Tiny Troopers Joint Ops is an easy to pick up, fun little twin stick shooter and it's hard to criticize the title or find any particular fault with the game. It's a faithful reproduction of the two mobile games and offers plenty of levels to play. In small doses, it is indeed very playable and, as a distraction and diversion, it's great fun and the closest that you'll get to the classic Cannon Fodder on any modern console. For that alone it has to be commended. However, there is a feeling that by sticking so closely to the mobile roots of the game, the developers have somewhat confined and restricted the title in some way. It's good to have the franchise finally on the Xbox One and I'm quietly hoping for more in the future.
Tiny Troopers: Joint Ops exists as a console port of two similar mobile games, which bring with them basic but relatively enjoyable gameplay. If you're looking for something simple and not so taxing, this isn't a bad buy for ten dollars.
· · · · ·
(Exercise tasks):
**A.** In the Tiny Troopers review, which classic game is this the closest you'll get to on any modern console?
**B.** Quote every sentence in the Tiny Troopers review that uses the word "mobile."
**C.** Write the next part of the Tiny Troopers review, picking up after its final sentence.
The entries that follow have no connection to the Tiny Troopers review.
· · · · ·
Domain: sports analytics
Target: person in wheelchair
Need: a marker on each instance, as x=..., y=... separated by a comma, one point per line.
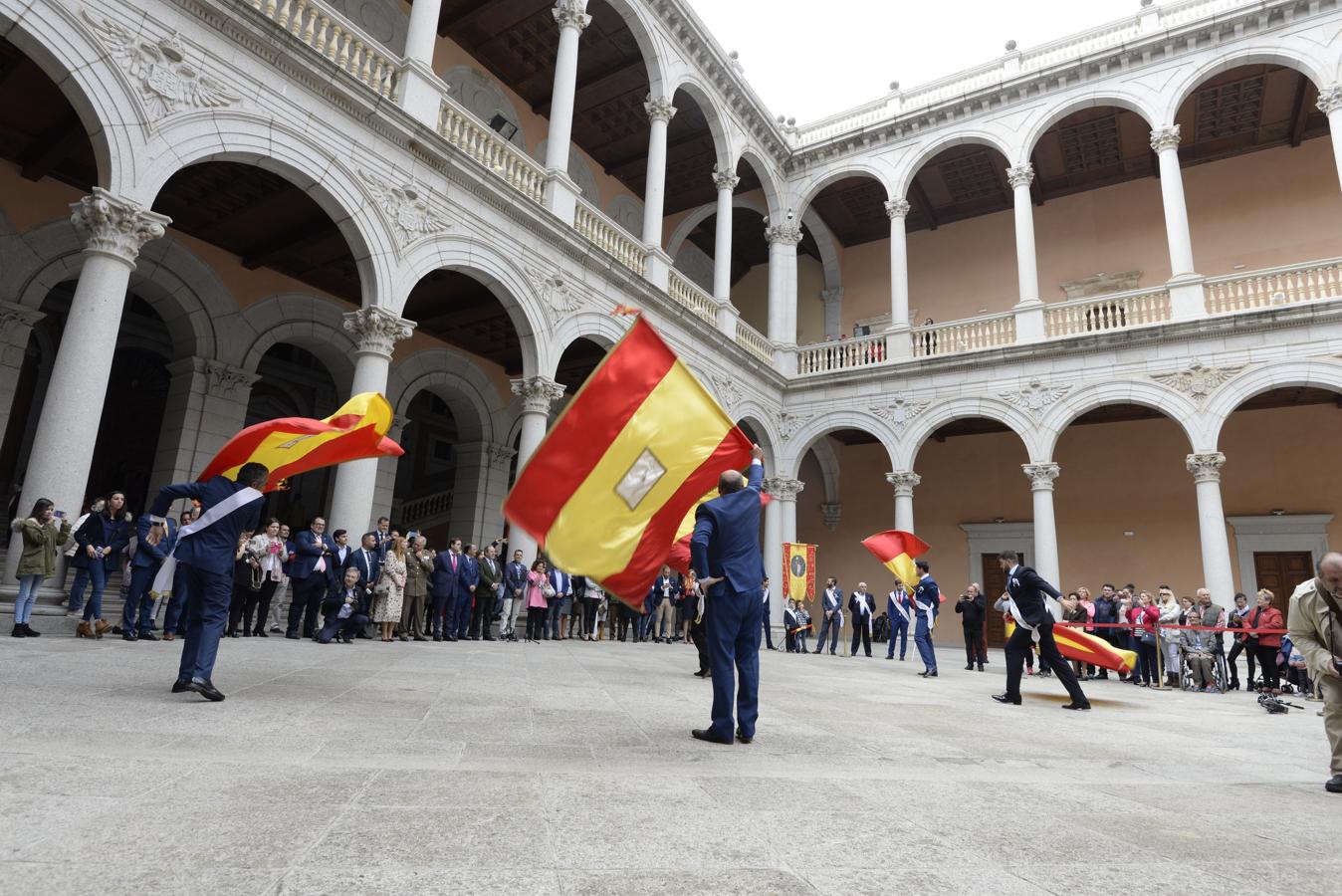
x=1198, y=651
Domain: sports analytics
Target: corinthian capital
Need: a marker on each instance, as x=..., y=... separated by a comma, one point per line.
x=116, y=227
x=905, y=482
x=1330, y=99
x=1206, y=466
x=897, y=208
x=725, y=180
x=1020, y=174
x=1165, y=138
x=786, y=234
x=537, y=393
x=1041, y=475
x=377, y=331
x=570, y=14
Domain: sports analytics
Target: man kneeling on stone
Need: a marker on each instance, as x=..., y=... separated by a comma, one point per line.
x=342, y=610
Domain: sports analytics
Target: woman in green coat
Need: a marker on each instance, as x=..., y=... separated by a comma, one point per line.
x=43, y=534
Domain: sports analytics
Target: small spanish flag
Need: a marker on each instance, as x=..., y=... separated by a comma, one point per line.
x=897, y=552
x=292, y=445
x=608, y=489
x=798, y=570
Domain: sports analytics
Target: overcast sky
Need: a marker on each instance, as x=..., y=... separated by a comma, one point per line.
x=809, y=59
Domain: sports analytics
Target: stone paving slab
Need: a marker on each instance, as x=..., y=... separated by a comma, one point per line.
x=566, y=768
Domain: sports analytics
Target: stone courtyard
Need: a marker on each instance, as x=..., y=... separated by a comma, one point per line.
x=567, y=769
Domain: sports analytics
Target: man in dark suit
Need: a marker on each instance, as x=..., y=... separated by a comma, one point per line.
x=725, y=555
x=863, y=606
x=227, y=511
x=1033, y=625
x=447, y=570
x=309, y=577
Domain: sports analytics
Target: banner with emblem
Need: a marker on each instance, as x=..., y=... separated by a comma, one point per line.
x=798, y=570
· · · · ·
(Task results):
**A.** Cannon Fodder.

**B.**
- It's a faithful reproduction of the two mobile games and offers plenty of levels to play.
- However, there is a feeling that by sticking so closely to the mobile roots of the game, the developers have somewhat confined and restricted the title in some way.
- Tiny Troopers: Joint Ops exists as a console port of two similar mobile games, which bring with them basic but relatively enjoyable gameplay.

**C.**
With a simple accessible campaign and a whole host of collectibles and zombie modes to obsess over, Tiny Troopers: Joint Ops is certainly not a bad game. It's reasonably entertaining and doesn't suffer from any major technical issues, but it lacks the depth or uniqueness that would propel it beyond 'just okay.' This is a title that is cute and fun when you aren't interested in thinking too hard and just fancy turning your brain off for ten to twenty minutes, but it's unlikely to set anyone's world on fire.
Tiny Troopers: Joint Ops is not a bad game, it just has that mobile feel to it that hinders it in many ways. The progression of the player's soldiers, the slow movement, and short missions don't really translate well to the controller.
While Tiny Trooper: Joint Ops has some neat ideas perhaps my biggest criticism is that I didn't find myself overly compelled to return to it. It can be a fun diversion but lacks that "just one more level" sense of attraction.
There's no denying Tiny Troopers Joint Ops: XL offers a lot of bang for its buck - over 60 main missions and a ton of undead-slaying quests see to that - and its bite-sized nature fits Nintendo Switch down to the ground, but ultimately it's an exercise in quantity over quality. There's fun to be had in its caricature take on war, but its light sprinkling of other genres and low-rent presentation is retro for all the wrong reasons.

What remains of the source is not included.